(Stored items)

==========

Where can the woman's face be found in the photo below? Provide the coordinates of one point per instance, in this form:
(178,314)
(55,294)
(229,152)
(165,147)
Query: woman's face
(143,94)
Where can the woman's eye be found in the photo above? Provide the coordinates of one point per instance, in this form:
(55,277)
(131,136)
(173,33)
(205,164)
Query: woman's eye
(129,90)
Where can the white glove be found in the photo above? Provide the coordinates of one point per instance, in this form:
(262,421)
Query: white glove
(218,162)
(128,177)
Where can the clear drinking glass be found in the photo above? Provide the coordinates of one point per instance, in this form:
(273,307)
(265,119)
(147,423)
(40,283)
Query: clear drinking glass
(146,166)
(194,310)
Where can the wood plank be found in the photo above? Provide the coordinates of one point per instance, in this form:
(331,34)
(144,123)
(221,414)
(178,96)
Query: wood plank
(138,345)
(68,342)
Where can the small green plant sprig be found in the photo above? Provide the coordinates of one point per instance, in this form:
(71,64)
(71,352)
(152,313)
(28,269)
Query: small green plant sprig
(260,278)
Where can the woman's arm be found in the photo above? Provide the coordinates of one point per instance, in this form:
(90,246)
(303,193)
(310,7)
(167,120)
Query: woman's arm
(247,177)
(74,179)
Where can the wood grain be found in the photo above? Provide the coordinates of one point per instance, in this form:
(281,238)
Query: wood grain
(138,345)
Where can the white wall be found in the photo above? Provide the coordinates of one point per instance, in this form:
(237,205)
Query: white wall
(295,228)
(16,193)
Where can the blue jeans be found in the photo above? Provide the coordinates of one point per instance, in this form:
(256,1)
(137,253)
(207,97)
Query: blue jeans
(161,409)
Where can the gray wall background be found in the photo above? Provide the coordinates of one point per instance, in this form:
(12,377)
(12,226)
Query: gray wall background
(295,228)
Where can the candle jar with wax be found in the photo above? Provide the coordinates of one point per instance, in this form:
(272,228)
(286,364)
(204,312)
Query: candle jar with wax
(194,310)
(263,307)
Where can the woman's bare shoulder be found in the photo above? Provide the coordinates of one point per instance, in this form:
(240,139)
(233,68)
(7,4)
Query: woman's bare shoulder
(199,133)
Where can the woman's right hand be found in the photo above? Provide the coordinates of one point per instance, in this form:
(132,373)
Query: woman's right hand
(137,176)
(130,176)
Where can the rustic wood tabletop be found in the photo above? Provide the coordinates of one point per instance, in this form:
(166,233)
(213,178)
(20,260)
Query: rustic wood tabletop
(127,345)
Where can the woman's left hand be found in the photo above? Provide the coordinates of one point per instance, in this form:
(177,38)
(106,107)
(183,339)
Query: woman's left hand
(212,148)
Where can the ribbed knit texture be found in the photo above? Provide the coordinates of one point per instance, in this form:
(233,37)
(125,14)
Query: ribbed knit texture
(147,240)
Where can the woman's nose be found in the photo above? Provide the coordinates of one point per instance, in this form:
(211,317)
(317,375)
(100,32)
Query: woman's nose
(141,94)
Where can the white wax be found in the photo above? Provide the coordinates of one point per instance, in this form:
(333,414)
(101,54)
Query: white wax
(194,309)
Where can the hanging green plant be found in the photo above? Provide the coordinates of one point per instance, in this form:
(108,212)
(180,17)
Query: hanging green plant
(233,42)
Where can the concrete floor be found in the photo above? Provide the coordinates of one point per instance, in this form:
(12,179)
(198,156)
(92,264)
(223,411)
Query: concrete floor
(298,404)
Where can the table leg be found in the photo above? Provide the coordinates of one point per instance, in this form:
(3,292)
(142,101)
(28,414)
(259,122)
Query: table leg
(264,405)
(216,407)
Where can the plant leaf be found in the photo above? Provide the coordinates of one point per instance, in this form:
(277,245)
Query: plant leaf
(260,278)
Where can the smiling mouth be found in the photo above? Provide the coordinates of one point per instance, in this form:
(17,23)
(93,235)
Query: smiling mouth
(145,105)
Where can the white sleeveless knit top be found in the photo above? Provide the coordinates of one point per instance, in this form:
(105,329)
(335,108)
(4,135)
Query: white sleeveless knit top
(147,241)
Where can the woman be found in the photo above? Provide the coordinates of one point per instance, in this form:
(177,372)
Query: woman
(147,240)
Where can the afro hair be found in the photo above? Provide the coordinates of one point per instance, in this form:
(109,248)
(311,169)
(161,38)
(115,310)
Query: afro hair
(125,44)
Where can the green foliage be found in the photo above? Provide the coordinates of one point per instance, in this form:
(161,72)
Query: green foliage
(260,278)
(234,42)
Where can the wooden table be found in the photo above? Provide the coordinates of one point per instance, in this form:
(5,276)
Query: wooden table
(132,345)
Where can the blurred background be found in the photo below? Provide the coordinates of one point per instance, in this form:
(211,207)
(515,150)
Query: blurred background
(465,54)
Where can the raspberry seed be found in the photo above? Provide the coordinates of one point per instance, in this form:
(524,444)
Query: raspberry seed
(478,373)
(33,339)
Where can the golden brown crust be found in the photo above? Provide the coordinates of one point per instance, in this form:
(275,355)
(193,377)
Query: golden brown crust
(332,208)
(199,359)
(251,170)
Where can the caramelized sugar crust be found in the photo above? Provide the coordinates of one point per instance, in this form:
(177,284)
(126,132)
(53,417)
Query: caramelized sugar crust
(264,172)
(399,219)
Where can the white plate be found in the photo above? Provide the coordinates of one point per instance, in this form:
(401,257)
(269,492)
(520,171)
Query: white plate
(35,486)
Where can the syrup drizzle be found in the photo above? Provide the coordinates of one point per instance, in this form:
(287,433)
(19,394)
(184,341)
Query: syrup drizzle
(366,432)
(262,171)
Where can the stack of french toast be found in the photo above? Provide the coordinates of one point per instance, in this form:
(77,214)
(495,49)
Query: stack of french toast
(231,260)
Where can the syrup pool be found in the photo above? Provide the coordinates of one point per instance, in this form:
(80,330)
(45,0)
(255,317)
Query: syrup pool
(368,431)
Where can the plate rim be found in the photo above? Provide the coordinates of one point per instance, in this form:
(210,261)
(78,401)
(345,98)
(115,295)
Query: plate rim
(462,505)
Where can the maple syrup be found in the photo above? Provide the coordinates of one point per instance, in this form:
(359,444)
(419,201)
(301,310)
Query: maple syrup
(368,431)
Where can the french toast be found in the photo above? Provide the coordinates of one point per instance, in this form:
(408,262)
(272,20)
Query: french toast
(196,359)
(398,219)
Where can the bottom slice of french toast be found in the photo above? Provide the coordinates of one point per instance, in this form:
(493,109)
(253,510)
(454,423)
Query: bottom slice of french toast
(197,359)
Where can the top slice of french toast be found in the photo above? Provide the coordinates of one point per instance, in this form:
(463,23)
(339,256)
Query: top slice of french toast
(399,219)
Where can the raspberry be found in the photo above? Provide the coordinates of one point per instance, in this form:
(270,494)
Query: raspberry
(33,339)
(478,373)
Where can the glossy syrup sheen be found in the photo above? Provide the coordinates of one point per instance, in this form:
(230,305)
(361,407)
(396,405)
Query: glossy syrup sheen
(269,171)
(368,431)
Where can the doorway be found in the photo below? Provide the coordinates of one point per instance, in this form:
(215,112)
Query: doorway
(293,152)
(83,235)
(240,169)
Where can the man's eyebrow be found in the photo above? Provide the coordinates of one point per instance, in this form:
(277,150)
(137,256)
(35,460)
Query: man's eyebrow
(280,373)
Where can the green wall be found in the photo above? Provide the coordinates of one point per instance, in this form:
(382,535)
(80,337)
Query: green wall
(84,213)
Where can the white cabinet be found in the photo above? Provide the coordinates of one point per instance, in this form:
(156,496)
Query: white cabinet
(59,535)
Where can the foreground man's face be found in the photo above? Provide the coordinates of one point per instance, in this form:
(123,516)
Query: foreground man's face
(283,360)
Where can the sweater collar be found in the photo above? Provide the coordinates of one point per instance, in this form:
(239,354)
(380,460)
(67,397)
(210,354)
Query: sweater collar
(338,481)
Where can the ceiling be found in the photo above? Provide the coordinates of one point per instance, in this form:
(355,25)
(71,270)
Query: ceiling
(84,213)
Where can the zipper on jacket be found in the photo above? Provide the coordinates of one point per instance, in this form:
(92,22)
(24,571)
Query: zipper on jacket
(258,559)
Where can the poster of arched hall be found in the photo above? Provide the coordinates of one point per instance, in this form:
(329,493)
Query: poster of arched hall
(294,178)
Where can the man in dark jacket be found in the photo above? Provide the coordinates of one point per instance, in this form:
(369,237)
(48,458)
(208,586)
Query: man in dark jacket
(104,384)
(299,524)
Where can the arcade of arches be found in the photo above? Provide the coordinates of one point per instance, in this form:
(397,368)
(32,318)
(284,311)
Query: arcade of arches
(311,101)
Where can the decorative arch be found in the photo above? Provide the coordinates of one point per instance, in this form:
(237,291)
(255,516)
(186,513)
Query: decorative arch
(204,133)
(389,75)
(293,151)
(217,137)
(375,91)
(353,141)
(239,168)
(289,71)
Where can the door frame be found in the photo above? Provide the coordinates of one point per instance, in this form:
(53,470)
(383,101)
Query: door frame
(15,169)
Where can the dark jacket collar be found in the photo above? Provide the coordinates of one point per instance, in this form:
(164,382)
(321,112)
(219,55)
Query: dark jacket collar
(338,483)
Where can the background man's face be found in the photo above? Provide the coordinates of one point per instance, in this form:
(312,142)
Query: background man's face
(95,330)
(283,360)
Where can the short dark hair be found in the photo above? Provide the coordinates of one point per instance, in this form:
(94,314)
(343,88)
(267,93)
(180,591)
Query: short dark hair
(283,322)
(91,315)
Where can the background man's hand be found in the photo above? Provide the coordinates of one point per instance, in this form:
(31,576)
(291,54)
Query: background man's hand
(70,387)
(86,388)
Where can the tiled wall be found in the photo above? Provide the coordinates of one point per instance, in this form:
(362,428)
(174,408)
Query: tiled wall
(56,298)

==========

* Exercise prompt
A single number is the answer: how many lines of the entries above contain "below"?

* Result of the exercise
3